— START Text passage —

Nickel laterite ore; an ingredient for stainless steel

Two types of nickel ore are extracted for use globally: nickel sulphide and nickel laterite. Nickel sulphide ores are generally derived from volcanic or hydrothermal processes in sub-tropical regions. In contrast, nickel laterite forms during the weathering of parent or source rock from the ultramafic group with less than 45% silica in tropical or equatorial areas. Prof. Dr. Andika Pramono, Senior Researcher at the Research Center for Metallurgy and Materials, National Research and Innovation Agency in Indonesia, kindly shared his expertise on the subject.

By Joanne McIntyre, Stainless Steel World

Nickel laterite ore

Nickel lateritic ore is a metallic mineral resulting from the weathering process and mineral enrichment in ultramafic rocks, which are peridotites containing less than 45% silica. The ultramafic process yields different characters and profiles of nickel laterites. Factors affecting the formation of nickel lateritic ores include the source rocks, climate, chemical reagents, vegetation, geological structure, topography, and time.

— END Text passage —

Stated exercise —
Rewrite the nickel laterite text from "By Joanne McIntyre, Stainless" up to and including "topography, and time.", replacing "metallic mineral" with "metal-bearing mineral".

— START Given material —

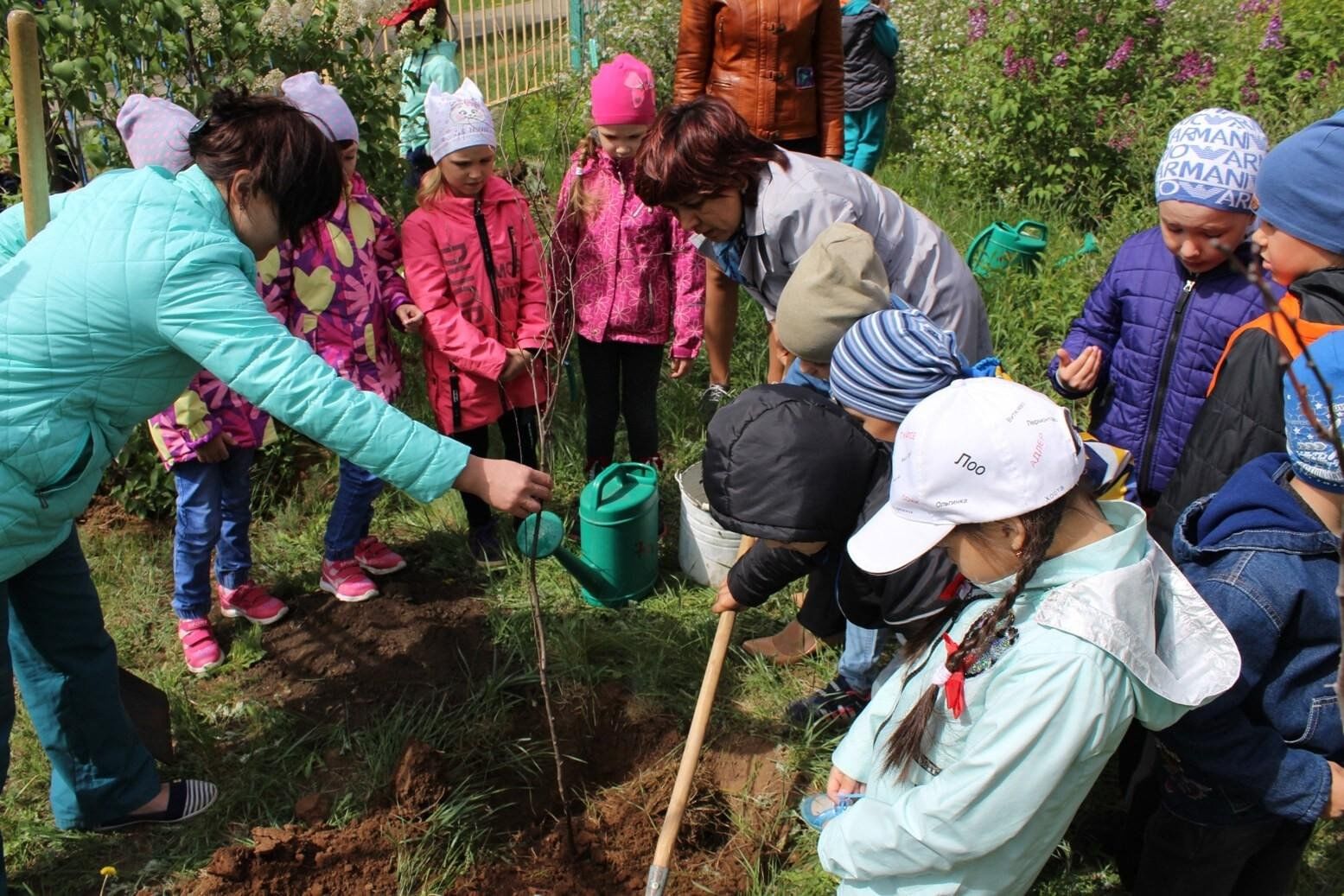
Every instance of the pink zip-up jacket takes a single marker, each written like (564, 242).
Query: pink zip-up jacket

— END Given material —

Exercise response —
By Joanne McIntyre, Stainless Steel World

Nickel laterite ore

Nickel lateritic ore is a metal-bearing mineral resulting from the weathering process and mineral enrichment in ultramafic rocks, which are peridotites containing less than 45% silica. The ultramafic process yields different characters and profiles of nickel laterites. Factors affecting the formation of nickel lateritic ores include the source rocks, climate, chemical reagents, vegetation, geological structure, topography, and time.